- EXERCISE DIRECTIONS: Reproduce the entries below in full, word for word.

- STORED DATA:
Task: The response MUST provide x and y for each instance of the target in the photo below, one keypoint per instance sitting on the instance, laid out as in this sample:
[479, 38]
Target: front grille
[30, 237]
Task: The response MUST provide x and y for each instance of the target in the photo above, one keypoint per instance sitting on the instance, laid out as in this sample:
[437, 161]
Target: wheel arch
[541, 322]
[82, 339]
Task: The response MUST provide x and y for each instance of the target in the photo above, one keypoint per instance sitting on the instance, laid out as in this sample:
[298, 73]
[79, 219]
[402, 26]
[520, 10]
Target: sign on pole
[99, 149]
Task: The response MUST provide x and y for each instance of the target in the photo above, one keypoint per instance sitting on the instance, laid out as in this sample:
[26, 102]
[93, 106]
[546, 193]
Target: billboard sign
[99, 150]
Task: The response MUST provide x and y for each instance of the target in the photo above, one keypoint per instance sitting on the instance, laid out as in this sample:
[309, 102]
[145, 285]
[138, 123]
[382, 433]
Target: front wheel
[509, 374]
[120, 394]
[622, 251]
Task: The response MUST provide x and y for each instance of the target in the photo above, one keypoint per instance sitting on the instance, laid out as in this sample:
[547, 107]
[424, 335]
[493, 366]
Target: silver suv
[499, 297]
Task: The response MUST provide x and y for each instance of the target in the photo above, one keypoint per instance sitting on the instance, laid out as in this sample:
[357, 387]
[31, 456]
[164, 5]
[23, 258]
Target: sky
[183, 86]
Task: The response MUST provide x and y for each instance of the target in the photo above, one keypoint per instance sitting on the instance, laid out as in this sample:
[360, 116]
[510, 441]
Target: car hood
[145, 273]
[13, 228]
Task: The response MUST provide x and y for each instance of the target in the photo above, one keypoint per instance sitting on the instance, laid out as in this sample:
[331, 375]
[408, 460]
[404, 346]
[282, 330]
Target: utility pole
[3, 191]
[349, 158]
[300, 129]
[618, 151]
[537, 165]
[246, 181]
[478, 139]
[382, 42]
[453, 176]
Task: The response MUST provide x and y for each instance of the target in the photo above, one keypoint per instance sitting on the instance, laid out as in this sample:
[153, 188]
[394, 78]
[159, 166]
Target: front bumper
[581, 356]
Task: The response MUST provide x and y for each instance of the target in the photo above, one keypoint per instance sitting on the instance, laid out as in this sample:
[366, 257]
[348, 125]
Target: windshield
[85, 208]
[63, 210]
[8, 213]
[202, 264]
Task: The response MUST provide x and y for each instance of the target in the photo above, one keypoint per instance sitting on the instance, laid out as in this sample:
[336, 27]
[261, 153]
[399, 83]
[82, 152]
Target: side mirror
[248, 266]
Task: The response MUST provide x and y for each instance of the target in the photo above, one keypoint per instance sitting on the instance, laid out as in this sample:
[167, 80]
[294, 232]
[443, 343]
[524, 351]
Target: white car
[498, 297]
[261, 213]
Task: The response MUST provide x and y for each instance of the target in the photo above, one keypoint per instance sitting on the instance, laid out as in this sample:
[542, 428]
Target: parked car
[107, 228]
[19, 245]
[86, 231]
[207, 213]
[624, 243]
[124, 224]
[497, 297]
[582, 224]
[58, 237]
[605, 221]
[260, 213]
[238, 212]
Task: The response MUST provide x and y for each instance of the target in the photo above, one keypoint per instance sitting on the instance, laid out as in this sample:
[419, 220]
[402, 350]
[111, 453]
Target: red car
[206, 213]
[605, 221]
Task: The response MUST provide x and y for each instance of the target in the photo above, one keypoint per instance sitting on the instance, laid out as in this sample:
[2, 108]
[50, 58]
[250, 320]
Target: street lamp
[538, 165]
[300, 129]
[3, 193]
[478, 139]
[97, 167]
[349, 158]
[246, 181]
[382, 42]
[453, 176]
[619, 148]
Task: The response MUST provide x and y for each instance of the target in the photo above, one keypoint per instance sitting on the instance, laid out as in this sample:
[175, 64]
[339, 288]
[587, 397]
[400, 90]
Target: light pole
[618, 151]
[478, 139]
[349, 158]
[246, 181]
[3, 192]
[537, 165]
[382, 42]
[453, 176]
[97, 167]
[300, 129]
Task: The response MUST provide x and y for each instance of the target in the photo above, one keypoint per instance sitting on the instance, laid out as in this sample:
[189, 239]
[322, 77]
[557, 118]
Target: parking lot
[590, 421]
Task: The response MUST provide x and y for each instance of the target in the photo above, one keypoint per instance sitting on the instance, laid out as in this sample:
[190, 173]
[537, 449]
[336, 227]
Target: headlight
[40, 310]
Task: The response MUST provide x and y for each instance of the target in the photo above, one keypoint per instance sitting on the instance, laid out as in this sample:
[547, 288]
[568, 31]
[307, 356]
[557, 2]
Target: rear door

- ANSWER FOR THE TASK:
Task: The response MUST provide x and y for each instance of the target in the photo below, one keypoint per instance sitting on the instance, laid out as in this sample:
[479, 38]
Target: front grille
[30, 237]
Task: The response MUST provide x and y for each instance of the target in the photo above, one keypoint per instance sitting on the instance, laid out as in this sample:
[437, 161]
Target: wheel arch
[541, 322]
[82, 339]
Task: The response MUST provide x and y for each instance of the target in the photo above, one keypoint per instance sitting on the instance, laid out as in this sample:
[298, 73]
[79, 219]
[402, 26]
[520, 10]
Target: sign on pole
[99, 149]
Task: The response MUST provide x and y for each instance of the target in the photo above, one keypoint per instance sitting on the instance, laid out as in this sample:
[26, 102]
[93, 106]
[546, 193]
Target: billboard sign
[99, 150]
Task: The response MUST provide x and y for each instance of the target in the photo above, one keypoint per instance sitting on the instance, laid out as in this sample:
[309, 102]
[145, 285]
[138, 123]
[382, 433]
Target: front wheel
[509, 374]
[120, 394]
[622, 251]
Task: The response MUST provide x and y for each instance of the target in the photo above, one keypoint per instance sitting on the instance, laid out as in this sample:
[547, 107]
[424, 335]
[493, 366]
Target: silver suv
[499, 297]
Task: The response MUST provide x and y for each instance of the target in the photo above, one keypoint per instance sitting on the instance, laid out as in this sample:
[357, 387]
[31, 456]
[164, 5]
[23, 258]
Target: sky
[183, 86]
Task: The response MUST provide x and y for each instance of the target in the photo above, one keypoint per instance sitting on the instance, laid out as in this sample:
[360, 116]
[510, 441]
Target: car hood
[145, 273]
[13, 228]
Task: The response MUST provide x and y for each instance of the target in the photo above, one keypoint per instance sitting on the instance, laid out as in this sample:
[331, 375]
[408, 460]
[404, 346]
[282, 330]
Target: utility pole
[3, 191]
[349, 158]
[300, 129]
[618, 151]
[537, 165]
[246, 181]
[478, 139]
[382, 42]
[453, 176]
Task: The response MUST provide x and y for each instance of the target in the photo above, one keypoint per instance sitting on the instance, laid out as in this sample:
[153, 188]
[394, 78]
[159, 166]
Target: front bumper
[581, 356]
Task: The response MUST provide x and y for each instance of the target in the photo above, one keypoint per instance sitting on the instance, laid out as in this sample:
[366, 257]
[348, 125]
Target: windshield
[85, 208]
[63, 210]
[8, 213]
[202, 264]
Task: The response MUST provide x and y for each instance of the target in the photo above, one keypoint per instance sitting on the instance, laid out as in this sample:
[336, 27]
[261, 153]
[399, 83]
[82, 152]
Target: side mirror
[248, 266]
Task: The response MUST provide x and y for each instance of the target in the photo above, one keypoint per instance sitting on the instance, laid out as in this sample:
[167, 80]
[294, 232]
[443, 343]
[524, 351]
Target: white car
[498, 297]
[261, 213]
Task: The response MUST provide x and y for each instance of the target in the photo above, one keypoint per instance sitting on the instance, laid out as in this sample:
[542, 428]
Target: parked car
[107, 228]
[19, 245]
[86, 231]
[207, 213]
[624, 243]
[124, 224]
[497, 297]
[582, 224]
[58, 237]
[605, 221]
[260, 213]
[238, 212]
Task: The response MUST provide x and y for each instance of the target in the photo above, one keypoint per instance sitting on the instance, laid out as in this sample:
[419, 220]
[402, 350]
[111, 453]
Target: red car
[206, 213]
[605, 221]
Task: The response MUST provide x and y for each instance of the target in the photo above, one keypoint per instance sitting on the instance, laid out as in this sample:
[2, 108]
[50, 58]
[250, 320]
Target: street lamp
[538, 165]
[300, 129]
[3, 193]
[478, 139]
[97, 167]
[349, 158]
[246, 181]
[382, 42]
[453, 176]
[619, 148]
Task: The response MUST provide x and y for each instance of the target in the photo above, one keypoint per instance sitting on the instance, laid out as in this sample:
[175, 64]
[339, 288]
[587, 397]
[400, 90]
Target: light pole
[618, 151]
[478, 139]
[349, 158]
[246, 181]
[3, 192]
[537, 165]
[382, 42]
[453, 176]
[97, 167]
[300, 129]
Task: The response MUST provide x and y for each instance of the target in the photo above, one keypoint per instance sitting on the instance, laid out as in this sample:
[189, 239]
[322, 77]
[557, 118]
Target: parking lot
[590, 421]
Task: The response MUST provide x and y for each instance of the target in the photo above, one keypoint per instance sitting on the instance, laid out as in this sample:
[190, 173]
[537, 449]
[336, 227]
Target: headlight
[40, 310]
Task: The response MUST provide x and y for each instance of the target in the photo above, one keypoint per instance sitting on the instance, laid out as in this sample:
[547, 288]
[568, 31]
[307, 356]
[557, 2]
Target: rear door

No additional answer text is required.